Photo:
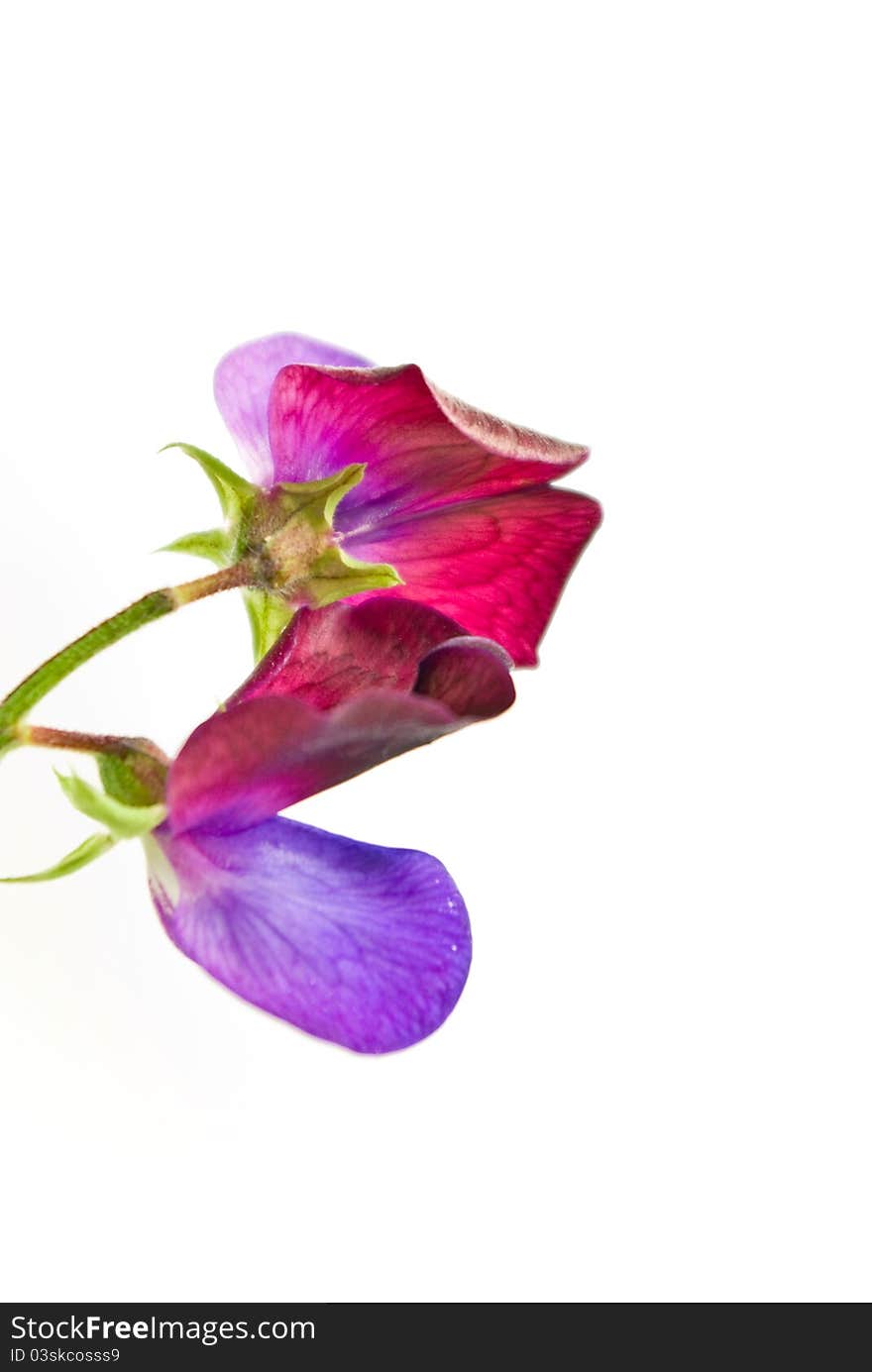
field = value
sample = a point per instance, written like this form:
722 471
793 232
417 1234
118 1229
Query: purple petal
327 656
243 380
422 448
367 947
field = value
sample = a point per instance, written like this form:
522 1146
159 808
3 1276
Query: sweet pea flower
459 502
364 945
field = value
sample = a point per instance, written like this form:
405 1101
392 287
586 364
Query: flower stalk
145 611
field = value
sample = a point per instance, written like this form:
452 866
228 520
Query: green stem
73 741
152 606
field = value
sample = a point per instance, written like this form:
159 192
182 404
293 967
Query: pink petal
327 656
495 566
264 754
243 380
422 448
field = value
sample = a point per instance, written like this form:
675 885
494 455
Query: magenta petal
497 566
470 676
422 448
327 656
257 758
243 380
367 947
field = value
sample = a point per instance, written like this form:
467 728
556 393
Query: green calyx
287 535
121 820
81 856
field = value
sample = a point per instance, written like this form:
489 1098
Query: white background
641 227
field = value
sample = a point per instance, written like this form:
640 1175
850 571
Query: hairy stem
152 606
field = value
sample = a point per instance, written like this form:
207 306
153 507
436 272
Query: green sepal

## Task to complete:
Render every line of the records above as a Markdown table with a "Row" column for the line number and a "Line" column for its text, skipping blank lines. Leave the pictures out of the answer.

## Complete answer:
| Row | Line |
|---|---|
| 1 | Photo: |
| 2 | field = value |
| 3 | sample = a point per instance, written like this form: |
| 4 | 722 471 |
| 5 | 793 232 |
| 6 | 417 1234 |
| 7 | 118 1229 |
| 8 | Query: purple petal |
| 9 | 327 656 |
| 10 | 243 380 |
| 11 | 422 448 |
| 12 | 367 947 |
| 13 | field = value |
| 14 | sample = a point per instance, written like this form: |
| 15 | 522 1146 |
| 16 | 159 808 |
| 17 | 3 1276 |
| 18 | Query: sweet pea flower |
| 19 | 459 502 |
| 20 | 364 945 |
| 21 | field = value |
| 22 | sample = a point per instance, written like this form: |
| 23 | 405 1101 |
| 24 | 392 287 |
| 25 | 586 364 |
| 26 | Query: flower stalk |
| 27 | 145 611 |
| 28 | field = value |
| 29 | sample = a point per instance, written like this form: |
| 30 | 452 866 |
| 31 | 228 520 |
| 32 | Query: green stem |
| 33 | 73 741 |
| 34 | 152 606 |
| 35 | field = value |
| 36 | sample = a point per instance, written like this form: |
| 37 | 159 192 |
| 38 | 182 404 |
| 39 | 293 967 |
| 40 | Query: pink petal |
| 41 | 327 656 |
| 42 | 495 566 |
| 43 | 264 754 |
| 44 | 243 380 |
| 45 | 422 448 |
| 46 | field = value |
| 47 | sample = a point per instance, written like this form: |
| 48 | 675 885 |
| 49 | 494 455 |
| 50 | Query: magenta petal |
| 51 | 497 566 |
| 52 | 470 676 |
| 53 | 422 448 |
| 54 | 327 656 |
| 55 | 257 758 |
| 56 | 243 380 |
| 57 | 367 947 |
| 58 | field = value |
| 59 | sample = a point per instance, written like this form: |
| 60 | 467 728 |
| 61 | 556 393 |
| 62 | Query: green calyx |
| 63 | 287 535 |
| 64 | 121 820 |
| 65 | 81 856 |
| 66 | field = value |
| 67 | sample = a point per instance, written like this form: |
| 68 | 489 1098 |
| 69 | Query: white background |
| 70 | 641 227 |
| 71 | field = value |
| 72 | sample = a point per instance, written like this form: |
| 73 | 640 1175 |
| 74 | 850 571 |
| 75 | Query: hairy stem |
| 76 | 152 606 |
| 77 | field = value |
| 78 | sample = a point per instance, written like this form: |
| 79 | 207 306 |
| 80 | 153 507 |
| 81 | 436 272 |
| 82 | Query: green sepal |